— DO THIS —
Convert the records below into a two-column CSV with the headers instruction and polygons, one row per request, holding its full text and its answer. Put each value in a single quoted field with line breaks replaced by spaces, and leave out the pictures.

— THE DATA —
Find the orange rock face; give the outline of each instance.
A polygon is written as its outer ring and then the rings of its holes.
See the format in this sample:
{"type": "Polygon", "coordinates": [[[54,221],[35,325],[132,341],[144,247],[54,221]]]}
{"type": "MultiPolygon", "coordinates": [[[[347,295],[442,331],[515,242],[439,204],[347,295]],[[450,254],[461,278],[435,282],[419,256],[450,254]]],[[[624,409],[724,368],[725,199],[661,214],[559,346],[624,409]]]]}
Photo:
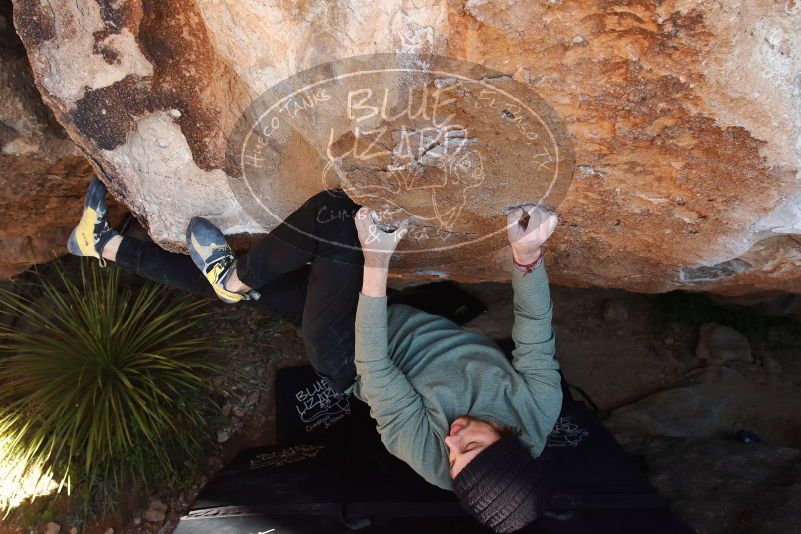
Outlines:
{"type": "MultiPolygon", "coordinates": [[[[504,209],[540,200],[534,155],[553,156],[561,146],[566,152],[552,163],[571,172],[559,174],[563,194],[549,199],[560,214],[548,250],[553,281],[644,292],[801,292],[801,5],[793,0],[14,5],[45,102],[167,248],[181,250],[193,215],[229,234],[268,231],[275,217],[267,212],[280,217],[331,185],[321,176],[332,168],[338,185],[390,219],[411,214],[420,228],[451,213],[437,229],[458,239],[491,233],[502,230],[504,209]],[[258,114],[248,115],[262,110],[254,102],[301,71],[377,53],[418,58],[418,67],[443,56],[492,71],[474,78],[542,99],[556,117],[544,121],[555,141],[521,143],[509,126],[514,110],[482,100],[473,112],[465,93],[448,131],[461,126],[476,144],[458,142],[449,152],[445,137],[435,141],[453,156],[447,165],[432,159],[435,152],[403,159],[403,136],[392,132],[428,123],[356,124],[347,101],[310,103],[293,128],[263,134],[259,155],[270,167],[253,195],[247,162],[230,140],[243,117],[258,124],[258,114]],[[320,124],[341,128],[329,128],[331,137],[320,124]],[[355,126],[366,125],[359,135],[381,147],[375,159],[343,157],[355,126]],[[382,125],[383,137],[375,133],[382,125]],[[365,194],[431,186],[451,180],[456,167],[456,182],[476,183],[471,150],[481,154],[481,186],[459,213],[455,189],[443,190],[436,211],[431,187],[389,199],[365,194]]],[[[421,87],[447,85],[441,75],[407,91],[404,79],[387,83],[393,105],[421,87]]],[[[415,139],[418,148],[426,141],[415,139]]],[[[407,255],[399,268],[407,276],[508,279],[501,245],[407,255]]],[[[425,237],[405,246],[423,250],[425,237]]]]}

— EXERCISE SOLUTION —
instruction,polygons
"Find the orange rock face; give the outline of each instance. A polygon is written as its outer ring and then the rings of its holes. See the format in this sample: {""type"": ""Polygon"", ""coordinates"": [[[54,221],[35,325],[132,341],[144,247],[54,221]]]} {""type"": ""MultiPolygon"", ""coordinates"": [[[[347,295],[442,331],[515,242],[439,204],[347,295]],[[450,254],[461,278],[435,282],[419,256],[450,254]]],[[[624,409],[724,368],[725,199],[661,214],[559,346],[624,409]]]]} Photo: Outlines:","{""type"": ""MultiPolygon"", ""coordinates"": [[[[504,209],[540,200],[534,155],[553,156],[561,146],[566,152],[552,163],[571,172],[559,174],[563,194],[549,199],[560,214],[548,250],[553,281],[644,292],[801,292],[801,5],[793,0],[14,5],[45,102],[167,248],[181,250],[193,215],[229,234],[268,231],[275,217],[267,212],[280,217],[331,185],[321,176],[332,168],[338,185],[390,219],[411,214],[420,228],[451,213],[437,229],[458,239],[491,233],[502,230],[504,209]],[[258,114],[248,115],[262,110],[254,102],[301,71],[377,53],[418,58],[418,67],[443,56],[492,71],[474,78],[542,99],[556,117],[544,121],[555,141],[521,143],[509,126],[514,110],[482,100],[473,112],[465,93],[448,131],[461,126],[476,144],[458,142],[449,152],[445,137],[435,141],[453,156],[447,165],[432,159],[435,152],[403,159],[403,136],[392,132],[428,123],[356,124],[347,101],[310,103],[293,128],[263,134],[259,155],[270,167],[253,195],[247,162],[230,140],[243,117],[258,124],[258,114]],[[320,124],[341,128],[329,128],[331,137],[320,124]],[[355,126],[366,125],[359,135],[381,147],[375,159],[343,157],[355,126]],[[382,125],[383,137],[375,133],[382,125]],[[365,194],[431,186],[451,180],[456,167],[456,182],[476,183],[471,150],[481,154],[481,186],[459,213],[455,189],[443,190],[436,211],[431,187],[389,199],[365,194]]],[[[421,87],[447,85],[441,75],[407,91],[404,79],[387,83],[393,105],[421,87]]],[[[415,139],[418,148],[426,141],[415,139]]],[[[407,255],[399,268],[407,276],[508,279],[501,245],[407,255]]],[[[425,237],[405,246],[423,250],[425,237]]]]}"